[tz] New 'Theory' section "Accuracy of the tz database"

Paul Eggert eggert at cs.ucla.edu
Sun Sep 15 05:32:32 UTC 2013

On 09/04/2013 10:16 AM, Zefram wrote:
> Your recent discussion of Shanks's methodology and quality, and how to
> deal with it, has been most enlightening.  I think it would be useful for
> you to put these notes into the distributed files, either as a section
> in Theory or as a new Sources file.

Good idea.  I pushed this patch.  This affects only commentary,
so it should be safe.

>From 9d3b5229caa1cef1a9000f9612fac5ce60304355 Mon Sep 17 00:00:00 2001
From: Paul Eggert <eggert at cs.ucla.edu>
Date: Sat, 14 Sep 2013 22:28:37 -0700
Subject: [PATCH] * Theory (Accuracy of the tz database): New section.

It contains material moved here from other sections, along
with material taken from my recent emails to the tz mailing list.
Suggested by Zefram in
 Theory | 160
 1 file changed, 130 insertions(+), 30 deletions(-)

_ _ _

• [Given request A] Convert the entries below, from the line containing "of the door" through the end of the entries, into a JSON list of strings with one string per line and blank lines left out.

_ _ _

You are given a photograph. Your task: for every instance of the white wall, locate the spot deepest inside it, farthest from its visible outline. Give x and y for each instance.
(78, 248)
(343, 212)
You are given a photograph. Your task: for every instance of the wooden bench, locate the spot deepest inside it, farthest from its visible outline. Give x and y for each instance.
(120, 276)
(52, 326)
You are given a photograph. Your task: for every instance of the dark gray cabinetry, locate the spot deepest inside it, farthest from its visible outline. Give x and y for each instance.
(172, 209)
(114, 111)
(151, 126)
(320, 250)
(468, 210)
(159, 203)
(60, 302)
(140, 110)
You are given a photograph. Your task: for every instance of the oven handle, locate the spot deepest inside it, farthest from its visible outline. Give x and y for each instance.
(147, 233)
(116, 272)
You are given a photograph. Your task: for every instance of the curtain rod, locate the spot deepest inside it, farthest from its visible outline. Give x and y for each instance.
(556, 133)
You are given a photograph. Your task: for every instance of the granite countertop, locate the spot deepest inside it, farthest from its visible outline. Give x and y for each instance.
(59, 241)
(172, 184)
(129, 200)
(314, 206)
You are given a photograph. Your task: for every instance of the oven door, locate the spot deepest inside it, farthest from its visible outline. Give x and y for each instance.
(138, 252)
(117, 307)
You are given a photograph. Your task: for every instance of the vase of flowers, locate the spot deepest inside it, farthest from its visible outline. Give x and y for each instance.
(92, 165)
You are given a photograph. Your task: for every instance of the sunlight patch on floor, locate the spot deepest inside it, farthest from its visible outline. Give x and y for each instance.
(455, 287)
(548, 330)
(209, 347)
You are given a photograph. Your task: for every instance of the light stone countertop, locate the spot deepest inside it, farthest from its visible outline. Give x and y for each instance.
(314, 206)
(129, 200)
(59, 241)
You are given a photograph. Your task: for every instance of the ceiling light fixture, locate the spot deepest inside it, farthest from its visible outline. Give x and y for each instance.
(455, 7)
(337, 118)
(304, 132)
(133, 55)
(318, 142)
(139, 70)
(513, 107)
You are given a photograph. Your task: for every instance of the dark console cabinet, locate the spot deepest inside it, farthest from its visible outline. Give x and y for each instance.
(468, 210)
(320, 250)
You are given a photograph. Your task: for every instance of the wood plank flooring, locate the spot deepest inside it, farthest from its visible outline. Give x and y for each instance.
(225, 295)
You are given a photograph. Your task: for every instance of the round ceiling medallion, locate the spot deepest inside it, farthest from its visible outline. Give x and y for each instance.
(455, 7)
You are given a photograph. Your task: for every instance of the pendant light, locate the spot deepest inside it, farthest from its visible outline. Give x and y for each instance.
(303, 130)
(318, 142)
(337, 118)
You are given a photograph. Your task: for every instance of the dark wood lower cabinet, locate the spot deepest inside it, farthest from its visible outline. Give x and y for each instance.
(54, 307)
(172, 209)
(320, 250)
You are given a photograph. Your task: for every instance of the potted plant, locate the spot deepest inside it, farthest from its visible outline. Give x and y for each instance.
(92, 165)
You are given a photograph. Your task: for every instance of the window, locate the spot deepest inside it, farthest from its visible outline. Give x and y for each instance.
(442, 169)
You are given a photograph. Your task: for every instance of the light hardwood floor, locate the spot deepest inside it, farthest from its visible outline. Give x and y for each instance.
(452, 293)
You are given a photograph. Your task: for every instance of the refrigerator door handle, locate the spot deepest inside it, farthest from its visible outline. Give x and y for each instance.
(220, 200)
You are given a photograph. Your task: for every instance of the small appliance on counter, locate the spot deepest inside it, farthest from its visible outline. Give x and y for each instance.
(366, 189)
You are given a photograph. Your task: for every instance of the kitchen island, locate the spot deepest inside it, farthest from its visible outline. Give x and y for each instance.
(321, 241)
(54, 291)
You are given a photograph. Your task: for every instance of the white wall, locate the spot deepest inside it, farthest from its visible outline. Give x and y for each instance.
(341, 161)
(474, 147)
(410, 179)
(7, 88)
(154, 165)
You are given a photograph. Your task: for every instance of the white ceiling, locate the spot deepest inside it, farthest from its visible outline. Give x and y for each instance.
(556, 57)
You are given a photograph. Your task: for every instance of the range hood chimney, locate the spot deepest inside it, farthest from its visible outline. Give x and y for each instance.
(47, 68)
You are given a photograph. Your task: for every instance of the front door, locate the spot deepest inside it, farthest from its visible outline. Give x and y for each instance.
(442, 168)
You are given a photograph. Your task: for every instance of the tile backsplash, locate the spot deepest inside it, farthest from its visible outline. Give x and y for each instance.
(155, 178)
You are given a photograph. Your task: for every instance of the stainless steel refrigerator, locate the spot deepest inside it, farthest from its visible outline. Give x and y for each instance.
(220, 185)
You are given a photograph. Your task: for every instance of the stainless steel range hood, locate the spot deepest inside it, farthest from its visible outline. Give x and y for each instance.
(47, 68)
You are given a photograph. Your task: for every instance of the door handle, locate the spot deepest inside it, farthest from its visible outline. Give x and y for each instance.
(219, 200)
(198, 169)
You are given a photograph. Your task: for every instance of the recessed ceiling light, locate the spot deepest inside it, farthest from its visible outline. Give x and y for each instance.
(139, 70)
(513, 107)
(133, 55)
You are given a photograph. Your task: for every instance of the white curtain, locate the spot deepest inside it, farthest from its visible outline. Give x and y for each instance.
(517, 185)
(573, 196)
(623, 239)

_ _ _

• [Given request B] In the tz mailing list post, how many insertions and deletions does the patch report?

• [Worked answer A]
[
  "You are given a photograph. Your task: for every instance of the door handle, locate the spot deepest inside it, farthest from its visible outline. Give x and y for each instance.",
  "(219, 200)",
  "(198, 169)",
  "You are given a photograph. Your task: for every instance of the recessed ceiling light, locate the spot deepest inside it, farthest from its visible outline. Give x and y for each instance.",
  "(139, 70)",
  "(513, 107)",
  "(133, 55)",
  "You are given a photograph. Your task: for every instance of the white curtain, locate the spot deepest inside it, farthest from its visible outline. Give x and y for each instance.",
  "(517, 185)",
  "(573, 196)",
  "(623, 239)"
]

• [Worked answer B] 130 insertions and 30 deletions.